* PROBLEM SET:
1. Quote the passage from the Holocaust survivor's account word for word. Begin at the words "I was also in" and stop after the words "rather than rejoice.".
2. The Holocaust survivor's account says the author went to Piotrkow after arriving in Prague. Explain why, in one to three sentences.
3. According to the Holocaust survivor's account, on what date was the author liberated in Theresienstadt?

* EXTRACT PROVIDED:
■ ■ ■ ■ ■
In the first of our blogs commemorating Holocaust Memorial Day, Holocaust survivor Ben Helfgott MBE tells us about his journey to Britain following his liberation from Theresienstadt concentration camp.
When I was liberated in Theresienstadt in the early morning of 9th May 1945, I was emaciated and in a state of exhaustion. It took me a while to awake from my five and a half year nightmare. As long as I had been struggling for survival and had lived from hour to hour, I had rarely entertained any thought of the enormity of my loss or about my future. It gradually dawned upon me that I was at last free and that I was alone.
I was also in a state of shock as I had just heard of my father’s death. I had been cruelly separated from him in mid-December – only five months and a lifetime away! He was shot a few days before my liberation whilst trying to escape from a Death march to Theresienstadt. Now the coincidence of me gaining my freedom and the news of my father’s death caused me to despair rather than rejoice.
A few days later, having recovered some of my strength, I left for Prague where I met many other survivors. I fell in love with Prague instantly; I was like a bird just released from its cage. My excitement knew no bounds; when the war started I was nearly 10 years old and now at the age of 15, and after all of my ordeal, I found myself in what seemed to be the most beautiful city in the world. However, as idyllic as my life seemed, I had the nagging thought and vain hope that my father may have survived. He was a very courageous and resourceful man and was only 39 years old. I knew if he was alive he would return to Piotrkow, our home town and so I decided to go there. I had no illusions that my mother and 8 year old sister had survived as in 1942 they were both incarcerated in the Piotrkow Synagogue for 2 weeks before being taken out into the woods and shot together with 530 others.
In Piotrkow, there was no trace of my father although I did meet up with two aunts. I also saw the aunt of my younger cousin Gershon who had been unable to leave Theresienstadt because he was in such poor health. His aunt asked me to bring him back to her so I returned to Theresienstadt. When I got there, I found Gershon still in hospital. Thought he was emaciated and extremely weak, we made the decision to return home together.
■ ■ ■ ■ ■
* EXTRACTED INFORMATION:

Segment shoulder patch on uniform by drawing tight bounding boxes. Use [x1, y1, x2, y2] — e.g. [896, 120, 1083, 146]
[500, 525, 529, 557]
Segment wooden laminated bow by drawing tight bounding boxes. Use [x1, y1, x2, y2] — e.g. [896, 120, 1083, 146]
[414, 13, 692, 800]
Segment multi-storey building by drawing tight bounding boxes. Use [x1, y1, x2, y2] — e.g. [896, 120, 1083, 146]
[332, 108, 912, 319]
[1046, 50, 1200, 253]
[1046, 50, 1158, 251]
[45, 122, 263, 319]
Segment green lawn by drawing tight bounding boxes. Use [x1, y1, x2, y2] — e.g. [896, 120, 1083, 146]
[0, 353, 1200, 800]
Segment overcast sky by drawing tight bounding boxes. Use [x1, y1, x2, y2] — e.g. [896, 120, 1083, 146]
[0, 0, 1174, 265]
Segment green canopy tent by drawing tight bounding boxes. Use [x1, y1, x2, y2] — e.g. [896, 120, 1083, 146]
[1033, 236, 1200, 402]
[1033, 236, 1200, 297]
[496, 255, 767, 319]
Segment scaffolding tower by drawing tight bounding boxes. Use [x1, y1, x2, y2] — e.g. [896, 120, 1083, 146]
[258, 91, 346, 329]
■ ■ ■ ■ ■
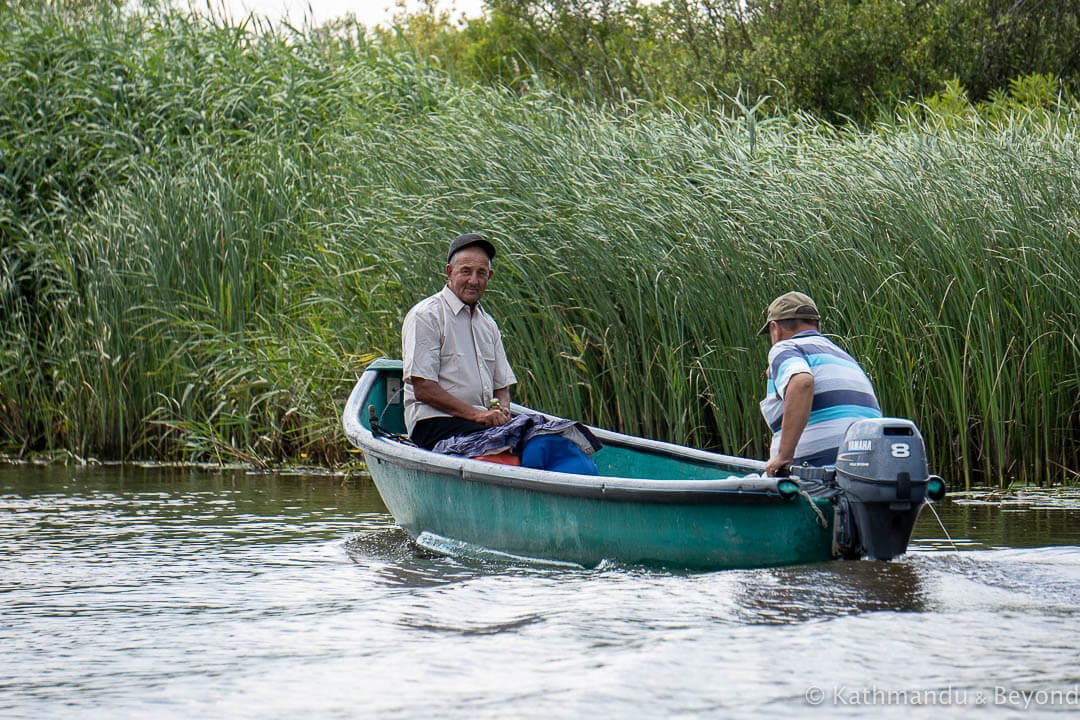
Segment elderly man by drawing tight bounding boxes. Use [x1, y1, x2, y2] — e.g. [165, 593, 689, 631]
■ ■ ■ ■ ■
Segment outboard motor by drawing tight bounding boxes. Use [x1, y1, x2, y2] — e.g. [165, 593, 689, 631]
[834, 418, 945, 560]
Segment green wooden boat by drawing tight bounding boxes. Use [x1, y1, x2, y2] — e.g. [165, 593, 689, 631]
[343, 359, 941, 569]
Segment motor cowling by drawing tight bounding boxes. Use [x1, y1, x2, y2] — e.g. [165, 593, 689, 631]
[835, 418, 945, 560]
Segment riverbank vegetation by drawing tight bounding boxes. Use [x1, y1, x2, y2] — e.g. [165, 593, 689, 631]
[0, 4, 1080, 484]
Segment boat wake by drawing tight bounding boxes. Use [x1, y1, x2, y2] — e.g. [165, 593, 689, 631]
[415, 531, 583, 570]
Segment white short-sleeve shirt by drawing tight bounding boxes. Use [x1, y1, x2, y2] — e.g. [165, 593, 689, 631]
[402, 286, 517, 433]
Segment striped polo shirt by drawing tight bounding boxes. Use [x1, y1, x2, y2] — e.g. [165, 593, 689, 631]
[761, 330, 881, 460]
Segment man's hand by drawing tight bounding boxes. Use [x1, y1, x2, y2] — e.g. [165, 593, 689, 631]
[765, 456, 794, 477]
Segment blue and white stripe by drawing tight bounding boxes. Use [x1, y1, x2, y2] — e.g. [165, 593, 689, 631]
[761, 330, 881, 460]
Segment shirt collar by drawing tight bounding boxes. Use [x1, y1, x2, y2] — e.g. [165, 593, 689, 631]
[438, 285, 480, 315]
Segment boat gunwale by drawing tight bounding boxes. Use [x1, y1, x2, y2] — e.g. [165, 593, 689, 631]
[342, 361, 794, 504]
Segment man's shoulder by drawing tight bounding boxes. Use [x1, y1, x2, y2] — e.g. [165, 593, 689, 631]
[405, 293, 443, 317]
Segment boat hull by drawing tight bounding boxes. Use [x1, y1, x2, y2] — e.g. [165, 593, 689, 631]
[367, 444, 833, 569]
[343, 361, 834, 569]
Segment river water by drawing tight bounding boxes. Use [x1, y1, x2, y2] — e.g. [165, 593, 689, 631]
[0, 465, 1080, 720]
■ ■ ■ ■ ■
* ANSWERS FOR THE TASKS:
1.
I was also in a state of shock as I had just heard of my father’s death. I had been cruelly separated from him in mid-December – only five months and a lifetime away! He was shot a few days before my liberation whilst trying to escape from a Death march to Theresienstadt. Now the coincidence of me gaining my freedom and the news of my father’s death caused me to despair rather than rejoice.

2. The author still held a hope that his father might have survived, since his father was courageous, resourceful, and only 39. He knew that if his father were alive he would return to Piotrkow, their home town, so he decided to go there.

3. In the early morning of 9th May 1945.